Excerpt to read →

2D and 3D convolutions using numpy

This post will share some knowledge of 2D and 3D convolutions in a convolution neural network (CNN), and 3 implementations all done using pure `numpy` and `scipy`.

The goal

This post will share some knowledge of 2D and 3D convolutions in a convolution neural network (CNN). Depending on the implementation, the computational efficiency of a 2D/3D convolution can differ by a great amount. We will be covering 3 different implementations, all done using pure numpy and scipy, and comparing their speeds. Some of the results will be used as building blocks for a numpy + scipy implementation of a convolution neural network, introduced in a later post.

Recap on convolution

If you need a recap on what 2D convolution is, here is another post where I covered some aspects of 2D convolution, the numpy and scipy implementations, and a Fortran implementation that deals with missing values.

Task directions → Write out word for word the part of the post on 2D and 3D convolutions that begins at the words "If you need" and stops after "with missing values.".

Material shown →
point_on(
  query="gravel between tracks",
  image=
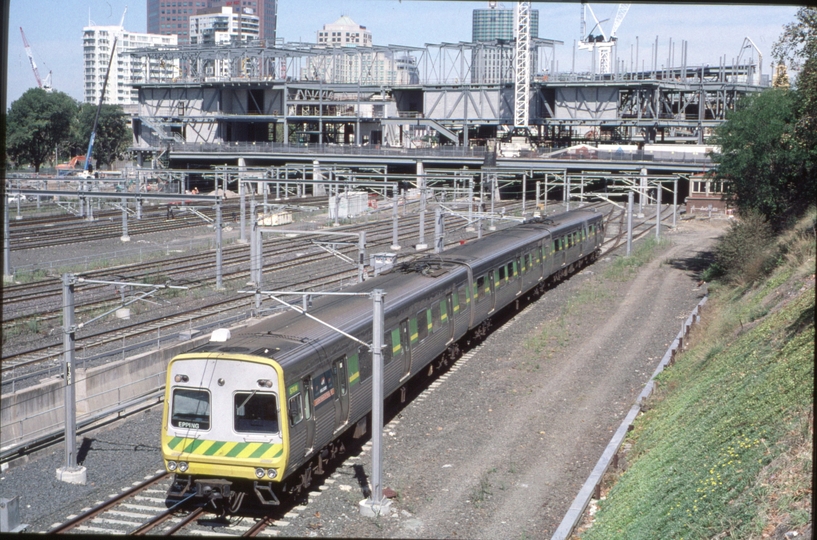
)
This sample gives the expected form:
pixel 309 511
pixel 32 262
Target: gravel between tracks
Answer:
pixel 498 449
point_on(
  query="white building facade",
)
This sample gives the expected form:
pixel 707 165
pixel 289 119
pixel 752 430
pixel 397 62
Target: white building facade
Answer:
pixel 224 26
pixel 351 59
pixel 97 42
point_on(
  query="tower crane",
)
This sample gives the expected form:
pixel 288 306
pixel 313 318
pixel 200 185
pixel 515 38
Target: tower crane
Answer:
pixel 602 45
pixel 520 134
pixel 45 86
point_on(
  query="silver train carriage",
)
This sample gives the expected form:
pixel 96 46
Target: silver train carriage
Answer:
pixel 248 409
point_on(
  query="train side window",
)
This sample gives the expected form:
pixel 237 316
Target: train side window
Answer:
pixel 436 318
pixel 365 363
pixel 308 398
pixel 323 388
pixel 340 376
pixel 396 343
pixel 255 412
pixel 413 330
pixel 463 294
pixel 191 409
pixel 422 325
pixel 353 368
pixel 480 285
pixel 296 411
pixel 388 349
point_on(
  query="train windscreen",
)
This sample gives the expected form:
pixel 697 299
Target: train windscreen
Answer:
pixel 191 409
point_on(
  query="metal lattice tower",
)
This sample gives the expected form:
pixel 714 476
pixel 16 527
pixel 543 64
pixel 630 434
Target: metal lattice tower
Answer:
pixel 522 65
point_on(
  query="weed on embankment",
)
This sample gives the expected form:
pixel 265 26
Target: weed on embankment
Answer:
pixel 725 447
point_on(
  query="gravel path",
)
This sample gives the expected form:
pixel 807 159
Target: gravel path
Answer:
pixel 499 448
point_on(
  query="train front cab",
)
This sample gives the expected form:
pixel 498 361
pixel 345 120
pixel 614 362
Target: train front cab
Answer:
pixel 224 431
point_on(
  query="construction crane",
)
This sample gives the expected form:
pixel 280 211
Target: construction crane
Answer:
pixel 601 45
pixel 45 86
pixel 519 137
pixel 86 173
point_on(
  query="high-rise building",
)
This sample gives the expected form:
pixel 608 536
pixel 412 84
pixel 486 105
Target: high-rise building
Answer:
pixel 222 25
pixel 344 32
pixel 172 17
pixel 352 60
pixel 490 24
pixel 97 42
pixel 493 32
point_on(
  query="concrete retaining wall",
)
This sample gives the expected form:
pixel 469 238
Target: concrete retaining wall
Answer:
pixel 34 412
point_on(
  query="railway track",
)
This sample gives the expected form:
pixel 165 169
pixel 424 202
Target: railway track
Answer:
pixel 49 231
pixel 150 331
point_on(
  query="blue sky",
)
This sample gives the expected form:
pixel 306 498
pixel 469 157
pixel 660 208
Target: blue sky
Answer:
pixel 54 29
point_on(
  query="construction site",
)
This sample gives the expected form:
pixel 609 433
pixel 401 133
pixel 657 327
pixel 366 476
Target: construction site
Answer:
pixel 507 97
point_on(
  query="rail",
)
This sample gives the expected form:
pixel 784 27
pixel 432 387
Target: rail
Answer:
pixel 590 488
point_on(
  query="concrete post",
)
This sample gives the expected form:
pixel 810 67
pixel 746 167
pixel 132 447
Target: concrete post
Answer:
pixel 439 243
pixel 242 209
pixel 71 473
pixel 361 252
pixel 470 226
pixel 252 244
pixel 7 276
pixel 642 194
pixel 376 504
pixel 658 212
pixel 674 201
pixel 422 242
pixel 629 223
pixel 218 225
pixel 394 243
pixel 125 237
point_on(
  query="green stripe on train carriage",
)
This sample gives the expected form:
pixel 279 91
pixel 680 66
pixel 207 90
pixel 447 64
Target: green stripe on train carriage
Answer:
pixel 236 449
pixel 192 446
pixel 214 448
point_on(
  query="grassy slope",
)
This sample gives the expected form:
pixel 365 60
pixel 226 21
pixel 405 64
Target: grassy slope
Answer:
pixel 725 447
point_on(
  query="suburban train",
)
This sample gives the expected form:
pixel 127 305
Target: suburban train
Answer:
pixel 246 412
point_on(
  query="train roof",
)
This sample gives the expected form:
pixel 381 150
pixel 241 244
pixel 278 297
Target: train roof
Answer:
pixel 285 335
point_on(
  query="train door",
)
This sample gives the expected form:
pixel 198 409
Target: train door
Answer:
pixel 448 316
pixel 405 337
pixel 309 417
pixel 491 289
pixel 341 392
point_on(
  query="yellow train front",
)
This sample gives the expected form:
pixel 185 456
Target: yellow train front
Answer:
pixel 223 435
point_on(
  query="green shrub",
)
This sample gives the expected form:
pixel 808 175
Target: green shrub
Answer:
pixel 743 254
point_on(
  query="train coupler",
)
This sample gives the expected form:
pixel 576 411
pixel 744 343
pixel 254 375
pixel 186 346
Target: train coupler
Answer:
pixel 269 499
pixel 179 486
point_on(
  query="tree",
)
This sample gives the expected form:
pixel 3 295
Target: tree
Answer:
pixel 768 158
pixel 36 123
pixel 112 132
pixel 761 162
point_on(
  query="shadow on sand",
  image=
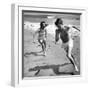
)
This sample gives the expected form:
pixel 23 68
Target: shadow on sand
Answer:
pixel 55 68
pixel 33 53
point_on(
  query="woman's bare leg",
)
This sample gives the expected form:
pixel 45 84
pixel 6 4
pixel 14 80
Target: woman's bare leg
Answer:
pixel 71 58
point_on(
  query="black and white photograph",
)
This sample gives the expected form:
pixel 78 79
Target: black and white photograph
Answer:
pixel 50 43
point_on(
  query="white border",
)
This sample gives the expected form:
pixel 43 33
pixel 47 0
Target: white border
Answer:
pixel 17 46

Output for this exercise →
If you need a recap on what 2D convolution is, here is another post where I covered some aspects of 2D convolution, the numpy and scipy implementations, and a Fortran implementation that deals with missing values.